== What you need to do ==
Which of the lines below holds the string "jersey"? Copy every line that does.

----------------

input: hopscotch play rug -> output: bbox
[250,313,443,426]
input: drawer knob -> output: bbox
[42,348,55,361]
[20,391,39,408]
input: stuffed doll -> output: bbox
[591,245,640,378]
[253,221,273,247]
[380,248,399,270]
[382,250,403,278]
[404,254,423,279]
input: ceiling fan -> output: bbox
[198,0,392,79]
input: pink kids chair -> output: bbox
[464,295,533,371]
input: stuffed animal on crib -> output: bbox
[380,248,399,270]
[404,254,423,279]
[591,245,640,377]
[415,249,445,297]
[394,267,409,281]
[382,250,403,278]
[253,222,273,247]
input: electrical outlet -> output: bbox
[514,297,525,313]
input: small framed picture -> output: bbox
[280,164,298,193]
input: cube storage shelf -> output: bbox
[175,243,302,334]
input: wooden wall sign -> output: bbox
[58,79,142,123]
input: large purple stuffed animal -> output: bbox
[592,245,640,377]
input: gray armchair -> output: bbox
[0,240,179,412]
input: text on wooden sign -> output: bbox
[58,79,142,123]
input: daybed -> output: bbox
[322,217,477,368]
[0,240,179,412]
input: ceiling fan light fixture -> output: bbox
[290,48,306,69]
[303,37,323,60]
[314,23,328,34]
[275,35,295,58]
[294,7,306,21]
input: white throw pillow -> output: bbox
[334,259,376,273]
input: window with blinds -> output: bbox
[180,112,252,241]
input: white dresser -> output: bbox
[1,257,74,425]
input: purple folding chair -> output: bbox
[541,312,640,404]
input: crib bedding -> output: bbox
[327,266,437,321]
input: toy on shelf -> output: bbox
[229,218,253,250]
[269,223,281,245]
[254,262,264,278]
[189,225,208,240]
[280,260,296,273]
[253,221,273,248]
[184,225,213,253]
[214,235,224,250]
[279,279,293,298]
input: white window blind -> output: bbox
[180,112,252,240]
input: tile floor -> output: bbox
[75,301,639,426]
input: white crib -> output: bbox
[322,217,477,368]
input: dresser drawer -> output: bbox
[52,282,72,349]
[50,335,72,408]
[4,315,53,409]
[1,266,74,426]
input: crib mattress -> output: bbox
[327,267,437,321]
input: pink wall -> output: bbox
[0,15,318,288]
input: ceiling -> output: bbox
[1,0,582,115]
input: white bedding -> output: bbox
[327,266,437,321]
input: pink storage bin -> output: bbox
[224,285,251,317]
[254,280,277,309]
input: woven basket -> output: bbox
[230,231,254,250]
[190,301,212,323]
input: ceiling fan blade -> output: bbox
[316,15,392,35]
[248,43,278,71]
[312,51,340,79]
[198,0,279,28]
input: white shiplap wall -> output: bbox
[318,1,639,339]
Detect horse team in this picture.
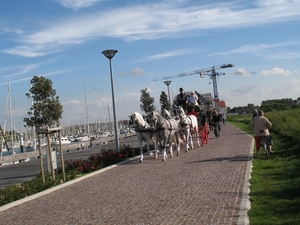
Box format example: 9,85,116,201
129,105,210,163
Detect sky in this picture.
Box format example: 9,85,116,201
0,0,300,131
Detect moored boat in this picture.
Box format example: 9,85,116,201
75,135,89,142
51,137,71,145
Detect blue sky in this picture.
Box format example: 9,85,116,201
1,0,300,131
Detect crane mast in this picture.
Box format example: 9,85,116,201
154,63,234,112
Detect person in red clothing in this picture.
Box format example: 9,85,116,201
251,110,272,157
187,105,198,118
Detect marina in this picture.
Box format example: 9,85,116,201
0,132,136,166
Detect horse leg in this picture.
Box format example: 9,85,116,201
169,145,173,158
154,148,158,159
140,150,144,162
176,135,180,156
184,130,190,152
148,144,153,156
153,137,160,159
137,135,143,163
196,129,200,147
150,136,157,156
147,136,154,156
190,132,194,149
188,129,194,150
162,148,167,161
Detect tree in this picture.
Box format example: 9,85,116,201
140,88,156,113
24,76,63,128
160,91,171,111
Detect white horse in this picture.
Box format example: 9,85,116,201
173,106,200,151
160,109,170,119
147,110,181,161
161,108,186,152
129,112,156,163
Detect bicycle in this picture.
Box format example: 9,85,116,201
261,135,272,159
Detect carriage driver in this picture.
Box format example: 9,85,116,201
175,87,188,110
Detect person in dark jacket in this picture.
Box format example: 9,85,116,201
212,108,220,137
176,87,188,110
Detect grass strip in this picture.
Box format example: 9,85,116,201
228,120,300,225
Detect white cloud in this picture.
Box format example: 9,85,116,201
1,28,24,34
229,83,259,97
209,41,300,60
223,77,300,107
3,45,58,57
4,1,300,57
255,0,292,7
1,57,60,79
117,68,145,77
55,0,102,9
131,68,145,76
259,67,298,77
134,49,200,63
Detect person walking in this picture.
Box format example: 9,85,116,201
251,110,272,157
212,108,220,137
221,113,226,125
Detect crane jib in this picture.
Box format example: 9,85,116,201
153,63,234,81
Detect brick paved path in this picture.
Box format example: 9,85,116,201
0,124,253,225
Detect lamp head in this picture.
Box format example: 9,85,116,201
164,80,172,86
102,49,118,59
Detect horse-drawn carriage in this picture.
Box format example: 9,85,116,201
172,91,211,147
173,104,210,147
128,93,212,162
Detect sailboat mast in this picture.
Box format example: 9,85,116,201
8,81,14,154
1,82,10,154
84,84,90,135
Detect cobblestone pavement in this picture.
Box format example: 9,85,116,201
0,124,253,225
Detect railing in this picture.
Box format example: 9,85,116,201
0,133,136,165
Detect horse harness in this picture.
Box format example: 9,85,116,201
178,115,194,131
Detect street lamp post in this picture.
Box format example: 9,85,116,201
164,80,172,108
102,49,119,152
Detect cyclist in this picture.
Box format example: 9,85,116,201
251,110,272,157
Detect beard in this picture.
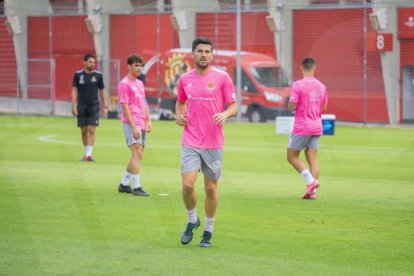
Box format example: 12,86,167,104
196,60,209,69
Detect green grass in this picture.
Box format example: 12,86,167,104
0,115,413,275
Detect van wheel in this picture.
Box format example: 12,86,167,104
248,107,265,123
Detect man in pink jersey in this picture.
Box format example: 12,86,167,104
287,57,328,200
117,54,152,196
176,37,238,247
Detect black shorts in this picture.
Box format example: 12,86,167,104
77,105,100,127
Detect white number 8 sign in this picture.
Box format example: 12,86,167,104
377,34,385,50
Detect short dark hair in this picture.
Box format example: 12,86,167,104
127,54,144,65
192,37,213,52
84,53,96,62
302,57,315,70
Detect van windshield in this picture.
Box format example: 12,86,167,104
249,67,291,87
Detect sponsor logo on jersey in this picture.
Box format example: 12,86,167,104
310,90,320,102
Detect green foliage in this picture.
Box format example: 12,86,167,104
0,115,413,275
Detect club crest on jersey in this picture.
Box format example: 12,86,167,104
91,76,97,82
207,81,215,91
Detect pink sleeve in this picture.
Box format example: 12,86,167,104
289,82,300,103
177,78,187,103
118,82,129,104
222,74,236,104
322,86,328,104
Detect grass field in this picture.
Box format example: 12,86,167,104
0,114,413,275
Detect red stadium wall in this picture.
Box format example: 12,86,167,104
0,18,17,97
28,16,94,101
399,7,414,67
110,13,178,94
400,40,414,66
398,7,414,122
196,12,277,58
293,8,388,123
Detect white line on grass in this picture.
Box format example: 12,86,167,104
38,134,78,145
38,134,414,155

----------------

== Answer to this exercise ==
Detect man in pink jersey in this picture.
Detect sponsor logo on jersey in this picture.
Detect club crest on jersey in this picture.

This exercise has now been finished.